• [Supplied material]
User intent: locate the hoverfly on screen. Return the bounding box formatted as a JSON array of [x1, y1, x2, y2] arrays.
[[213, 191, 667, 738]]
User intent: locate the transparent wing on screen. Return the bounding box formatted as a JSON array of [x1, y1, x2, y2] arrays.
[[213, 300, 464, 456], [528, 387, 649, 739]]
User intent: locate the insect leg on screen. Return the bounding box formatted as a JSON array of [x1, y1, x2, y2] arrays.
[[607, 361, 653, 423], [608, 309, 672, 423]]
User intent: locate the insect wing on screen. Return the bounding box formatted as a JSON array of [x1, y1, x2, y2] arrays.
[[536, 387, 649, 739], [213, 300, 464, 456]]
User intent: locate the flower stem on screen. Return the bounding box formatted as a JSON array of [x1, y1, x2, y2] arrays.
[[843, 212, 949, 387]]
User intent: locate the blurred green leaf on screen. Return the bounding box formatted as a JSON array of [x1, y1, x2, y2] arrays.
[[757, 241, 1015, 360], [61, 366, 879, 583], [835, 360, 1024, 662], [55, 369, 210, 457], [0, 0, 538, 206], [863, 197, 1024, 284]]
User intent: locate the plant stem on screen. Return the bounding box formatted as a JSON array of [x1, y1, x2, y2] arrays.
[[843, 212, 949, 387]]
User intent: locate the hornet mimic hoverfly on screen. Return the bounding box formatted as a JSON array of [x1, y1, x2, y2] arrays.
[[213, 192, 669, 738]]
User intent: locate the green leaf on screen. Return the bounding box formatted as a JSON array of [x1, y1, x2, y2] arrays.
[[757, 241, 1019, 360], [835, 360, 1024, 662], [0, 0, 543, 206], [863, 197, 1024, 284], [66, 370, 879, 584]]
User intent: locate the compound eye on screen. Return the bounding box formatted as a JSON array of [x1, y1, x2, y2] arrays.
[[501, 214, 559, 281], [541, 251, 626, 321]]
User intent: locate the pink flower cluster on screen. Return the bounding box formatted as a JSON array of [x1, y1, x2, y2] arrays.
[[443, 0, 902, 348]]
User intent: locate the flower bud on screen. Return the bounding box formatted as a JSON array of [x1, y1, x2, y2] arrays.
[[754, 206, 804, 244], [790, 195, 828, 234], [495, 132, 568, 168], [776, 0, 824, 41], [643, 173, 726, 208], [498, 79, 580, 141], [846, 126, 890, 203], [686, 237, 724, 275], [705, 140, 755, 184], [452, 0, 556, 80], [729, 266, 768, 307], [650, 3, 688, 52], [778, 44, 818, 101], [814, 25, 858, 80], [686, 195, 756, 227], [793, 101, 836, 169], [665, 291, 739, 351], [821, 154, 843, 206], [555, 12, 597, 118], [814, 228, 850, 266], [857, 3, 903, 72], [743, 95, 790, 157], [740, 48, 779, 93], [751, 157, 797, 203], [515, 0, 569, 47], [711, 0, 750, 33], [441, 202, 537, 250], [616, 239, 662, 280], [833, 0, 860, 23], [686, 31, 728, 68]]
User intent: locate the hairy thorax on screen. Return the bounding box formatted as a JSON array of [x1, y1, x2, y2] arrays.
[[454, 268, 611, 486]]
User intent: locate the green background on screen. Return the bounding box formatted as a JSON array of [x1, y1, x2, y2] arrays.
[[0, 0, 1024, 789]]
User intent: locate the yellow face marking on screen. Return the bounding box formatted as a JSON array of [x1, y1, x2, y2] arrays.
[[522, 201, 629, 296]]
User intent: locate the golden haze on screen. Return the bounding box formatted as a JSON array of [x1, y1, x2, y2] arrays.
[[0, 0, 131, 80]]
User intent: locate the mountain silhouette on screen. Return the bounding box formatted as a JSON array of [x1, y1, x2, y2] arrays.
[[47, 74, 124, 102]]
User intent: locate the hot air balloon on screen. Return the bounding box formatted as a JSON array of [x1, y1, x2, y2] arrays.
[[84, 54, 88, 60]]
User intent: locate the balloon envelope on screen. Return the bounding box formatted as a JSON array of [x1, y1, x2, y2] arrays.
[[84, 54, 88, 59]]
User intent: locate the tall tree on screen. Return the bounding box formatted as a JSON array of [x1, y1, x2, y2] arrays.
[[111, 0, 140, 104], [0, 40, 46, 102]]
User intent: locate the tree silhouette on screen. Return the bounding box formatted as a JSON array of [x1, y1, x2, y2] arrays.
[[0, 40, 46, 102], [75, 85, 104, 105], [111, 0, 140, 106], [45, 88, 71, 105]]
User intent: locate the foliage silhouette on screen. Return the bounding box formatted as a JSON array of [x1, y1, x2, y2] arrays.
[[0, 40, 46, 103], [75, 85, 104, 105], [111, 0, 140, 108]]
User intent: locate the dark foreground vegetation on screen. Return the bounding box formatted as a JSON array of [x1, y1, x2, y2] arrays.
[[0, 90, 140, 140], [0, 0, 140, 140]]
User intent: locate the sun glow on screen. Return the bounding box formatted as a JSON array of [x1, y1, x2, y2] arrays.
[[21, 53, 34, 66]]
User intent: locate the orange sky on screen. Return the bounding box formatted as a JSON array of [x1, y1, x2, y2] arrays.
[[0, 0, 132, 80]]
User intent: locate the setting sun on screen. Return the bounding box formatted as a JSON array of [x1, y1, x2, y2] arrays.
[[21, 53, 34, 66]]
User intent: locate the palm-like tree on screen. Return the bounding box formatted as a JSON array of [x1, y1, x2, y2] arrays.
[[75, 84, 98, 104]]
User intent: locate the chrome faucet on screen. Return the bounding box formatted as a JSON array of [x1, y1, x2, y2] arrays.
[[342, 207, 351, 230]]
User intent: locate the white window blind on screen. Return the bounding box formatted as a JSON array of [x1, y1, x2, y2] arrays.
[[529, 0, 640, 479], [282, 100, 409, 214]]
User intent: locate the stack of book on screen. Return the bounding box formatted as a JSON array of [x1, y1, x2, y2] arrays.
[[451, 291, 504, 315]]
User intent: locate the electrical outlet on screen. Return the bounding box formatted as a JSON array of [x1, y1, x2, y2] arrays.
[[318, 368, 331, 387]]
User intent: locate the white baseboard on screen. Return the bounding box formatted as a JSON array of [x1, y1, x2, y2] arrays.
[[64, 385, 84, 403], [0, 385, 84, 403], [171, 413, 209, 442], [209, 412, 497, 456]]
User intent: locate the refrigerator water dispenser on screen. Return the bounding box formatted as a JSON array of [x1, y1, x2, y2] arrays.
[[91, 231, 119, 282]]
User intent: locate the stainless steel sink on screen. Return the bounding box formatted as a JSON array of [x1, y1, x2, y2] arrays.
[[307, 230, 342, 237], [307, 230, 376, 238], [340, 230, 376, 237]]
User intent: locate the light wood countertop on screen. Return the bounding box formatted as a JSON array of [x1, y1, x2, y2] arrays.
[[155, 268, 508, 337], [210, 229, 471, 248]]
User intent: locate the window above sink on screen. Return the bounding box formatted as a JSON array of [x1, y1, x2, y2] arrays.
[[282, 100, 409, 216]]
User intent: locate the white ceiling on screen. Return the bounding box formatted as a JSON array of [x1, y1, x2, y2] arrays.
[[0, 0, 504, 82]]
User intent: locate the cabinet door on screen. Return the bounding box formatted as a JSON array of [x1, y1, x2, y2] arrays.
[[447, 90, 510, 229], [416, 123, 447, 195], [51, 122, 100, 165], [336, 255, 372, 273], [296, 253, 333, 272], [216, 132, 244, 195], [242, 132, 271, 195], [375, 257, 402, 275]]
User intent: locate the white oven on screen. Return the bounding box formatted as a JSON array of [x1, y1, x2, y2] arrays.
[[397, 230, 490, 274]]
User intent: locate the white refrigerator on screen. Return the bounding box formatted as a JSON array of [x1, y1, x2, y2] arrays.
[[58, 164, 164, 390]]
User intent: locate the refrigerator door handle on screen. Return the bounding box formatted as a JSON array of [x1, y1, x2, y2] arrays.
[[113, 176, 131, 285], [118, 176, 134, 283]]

• [Work to complete] Repeat every item above with "User intent" swapped for "Request", leaving all other text untouched.

• [Right answer]
Request: locate the hoverfly on screen. Return the bounding box formatted as a JSON array of [x1, y1, x2, y2] arrays.
[[213, 191, 667, 738]]
Request: locate the transparent wing on screen. Return the bounding box formatted as a JSON array of [x1, y1, x2, y2] arrays.
[[213, 300, 464, 456], [528, 387, 649, 739]]
Request: locate the insect leg on screen. Return the bounding box formatted as a JSON array of [x1, y1, x2, y2] arrays.
[[607, 361, 653, 423], [608, 309, 672, 423]]
Request: locate the insect wing on screen. Return the bounding box formatted as a JSON array of [x1, y1, x2, y2] arrays.
[[536, 387, 649, 739], [213, 300, 464, 456]]
Request: locate the flower stem on screen. Return the bounding box formatted as a JSON array of [x1, y1, x2, y2] arrays.
[[843, 212, 949, 387]]
Request: locate the blurred green leaf on screen. Return the bounding box formatted as a JSON array of [x1, y1, x2, y2] arrays.
[[757, 241, 1015, 360], [61, 366, 879, 583], [835, 360, 1024, 662], [55, 369, 210, 457], [0, 0, 538, 206], [863, 197, 1024, 284]]
Request: locate the plant stem on screen. Return the bounding box formatted as a JSON array of [x1, y1, x2, y2] arrays.
[[843, 212, 949, 387]]
Request: locate the hornet mimic hoverfly on screen. Return the bounding box formatted as a JSON array of [x1, y1, x2, y2] arrays.
[[213, 192, 669, 738]]
Request: locate the green leaf on screen. Return the bounding box formatted as a JSON array of [x1, y1, x2, y2] arrays.
[[757, 241, 1019, 360], [835, 360, 1024, 662], [0, 0, 543, 206], [863, 197, 1024, 284], [66, 370, 879, 584]]
Request: locate the compound eye on screen. Return the bounding box formatted as a JSON array of [x1, y1, x2, y2] arrays.
[[501, 214, 559, 281], [541, 251, 626, 321]]
Request: locate the pink flower cluster on screen. Return the bounding box formatted as a JSON array of [x1, y1, x2, y2] arrays.
[[443, 0, 902, 348]]
Request: locate the flower bud on screen. Return the bounding box formatted as a JSON array of [x1, y1, x2, y2] arrays.
[[754, 206, 804, 244], [790, 195, 828, 234], [495, 132, 568, 168], [776, 0, 824, 41], [643, 173, 726, 208], [498, 79, 580, 141], [846, 126, 890, 203], [686, 237, 724, 275], [705, 140, 755, 184], [452, 0, 556, 80], [729, 266, 768, 307], [650, 3, 688, 52], [778, 44, 818, 101], [814, 25, 858, 80], [686, 195, 756, 227], [793, 101, 836, 169], [665, 291, 739, 351], [821, 154, 843, 206], [555, 12, 597, 118], [814, 228, 850, 266], [857, 3, 903, 72], [743, 95, 790, 157], [740, 48, 779, 93], [751, 157, 797, 203], [515, 0, 569, 47], [711, 0, 750, 33], [441, 202, 537, 250], [616, 239, 662, 280], [833, 0, 860, 23], [686, 31, 728, 68]]
Request: locate the hairy thorax on screen. Return the bounding box formatted as a JSON array of [x1, y1, x2, y2] arrays.
[[454, 268, 611, 486]]
Request: locate the green background on screen. Return the bounding box formatted as a JSON array of [x1, y1, x2, y2] arrays.
[[0, 0, 1024, 789]]
Request: locate the yellow face marking on screen. Return the bounding box formatted as a JSON array of [x1, y1, x2, y2] arrays.
[[522, 201, 629, 296]]
Request: locate the golden haze on screen. Return the bounding box formatted as a JSON array of [x1, y1, x2, y2] arrays.
[[0, 0, 131, 80]]
Request: locate the mountain silhouette on screen. Return the bounding box formatted as a JSON array of [x1, y1, x2, y2] arrays.
[[47, 74, 124, 102]]
Request: locate the hot air balloon on screen. Return the bounding box formatted as a JSON array of [x1, y1, x2, y2] arrays.
[[84, 54, 88, 60]]
Request: locate the balloon envelope on screen. Return the bounding box formatted as a JSON array of [x1, y1, x2, y2] arrays.
[[84, 54, 88, 59]]
Request: locate the tall tree on screen. Return the bounding box formatted as a JSON array of [x1, y1, x2, y2] arrays.
[[111, 0, 140, 104], [0, 40, 46, 102]]
Request: locate the tree silhouette on screen. Return the bounding box formatted as a JSON array of [x1, y1, x2, y2] arrays.
[[0, 40, 46, 102], [75, 85, 104, 105], [111, 0, 140, 106], [45, 88, 71, 105]]
Request: locate the foliage silhouette on screen. Return the bounding box formatted as a JSON array of [x1, y1, x2, y2] arrays.
[[0, 40, 46, 103], [75, 85, 104, 105], [111, 0, 140, 108]]
Request: locate the dark foreground vegetation on screen. Return the bounding box formatted as a JSON array of [x1, y1, x2, y2] arrays.
[[0, 90, 140, 140], [0, 0, 140, 140]]
Request: locate the sun glow on screen. Return the bounding box formatted as a JSON array of [x1, y1, x2, y2] arrays.
[[21, 53, 34, 66]]
Request: locate the orange sky on screen. Return the bounding box formatted as a JSON array of [x1, y1, x2, y2] arrays.
[[0, 0, 132, 80]]
Request: locate the setting sun on screen. Return the bounding box formatted as a JSON array of [x1, y1, x2, y2] arrays.
[[21, 53, 34, 66]]
Request: locate the palm-like tree on screen. Return the bounding box formatted as a JSON array of [x1, y1, x2, y2] arrays.
[[75, 84, 98, 104]]
Request: locate the chrome faucet on screen. Return the bounding box formatted as a JSON array of [x1, y1, x2, y2] arrays.
[[342, 207, 351, 230]]
Request: locate the white window blind on screen. Return the bounding box formatted as a JSON array of [x1, y1, x2, y2] arrays.
[[529, 0, 640, 479], [282, 100, 409, 214]]
Request: locate the stack of book on screen. Return the bounding box formatted as a JSON array of [x1, y1, x2, y2] arrays.
[[451, 291, 504, 315]]
Request: locate the electrical outlet on screen. Return the bounding box formatted as a JSON array of [x1, y1, x2, y2] arrays.
[[318, 368, 331, 387]]
Request: locate the white baseboard on screen. Return the bounding box formatted as a JSON array of [x1, y1, x2, y2] arrays.
[[64, 385, 84, 403], [0, 385, 84, 403], [171, 413, 209, 442], [209, 412, 497, 456]]
Request: locate the refrigerator water dispenser on screen. Return the bounding box formatted as a JSON array of [x1, y1, x2, y2] arrays.
[[91, 231, 119, 282]]
Request: locate the stainless steel sink on screen. Return the bounding box formatted as a JSON array of [x1, y1, x2, y2] arrays.
[[307, 230, 342, 237], [307, 230, 376, 238], [340, 230, 376, 237]]
Request: locate the light wood countertop on screen. Return the bounding box formatted as a JSON array of [x1, y1, x2, y2] arrays.
[[155, 268, 508, 337], [210, 229, 471, 248]]
Request: locate the window above sink on screen. Return the bounding box formatted as a JSON array of [x1, y1, x2, y2] arrays.
[[282, 100, 409, 216]]
Request: locate the white ceiling on screen. Return the bounding box formatted as a JSON array of [x1, y1, x2, y2] arrays.
[[0, 0, 504, 82]]
Request: locate the cabinet door on screen. Return the bounding box formatted as a JSON array of [x1, y1, x2, y2] arrays.
[[447, 90, 510, 229], [416, 123, 447, 195], [51, 122, 100, 165], [336, 255, 372, 273], [296, 253, 333, 272], [216, 132, 244, 195], [242, 132, 271, 195], [375, 257, 402, 275]]
Request: locate the white oven on screen. Return the bounding box formatted as a JSON array of [x1, y1, x2, y2] arrays.
[[397, 230, 490, 274]]
Request: locate the white refrigerator on screen. Return the bounding box formatted as a JSON array of [x1, y1, x2, y2] arrays.
[[58, 164, 164, 390]]
Request: locate the refrigerator door handle on screen. Return the bounding box formatted as a JSON array of [x1, y1, x2, y2] arrays.
[[113, 176, 131, 285], [118, 176, 134, 283]]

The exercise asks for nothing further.